§ **Stated task**
Copy all the data exactly, except the pictures.
· · · · ·
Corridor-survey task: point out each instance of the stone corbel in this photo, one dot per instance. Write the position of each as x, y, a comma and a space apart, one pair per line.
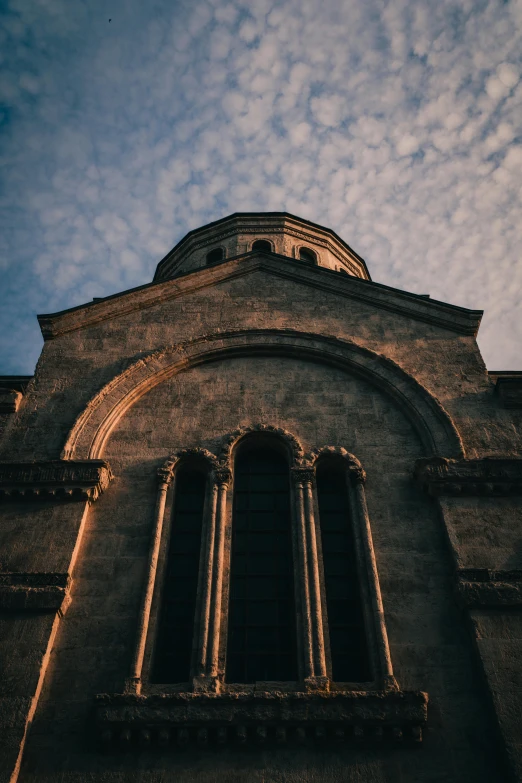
9, 400
488, 589
487, 476
322, 718
54, 480
34, 592
208, 676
· · · · ·
§ **Written solution**
Corridor-survey task: point out each instance of the stone corbel in this photo, one dot per instance. Write the position of each as x, y, a comma and a space apart, one pair per line.
9, 400
488, 589
487, 476
322, 718
54, 480
34, 592
208, 676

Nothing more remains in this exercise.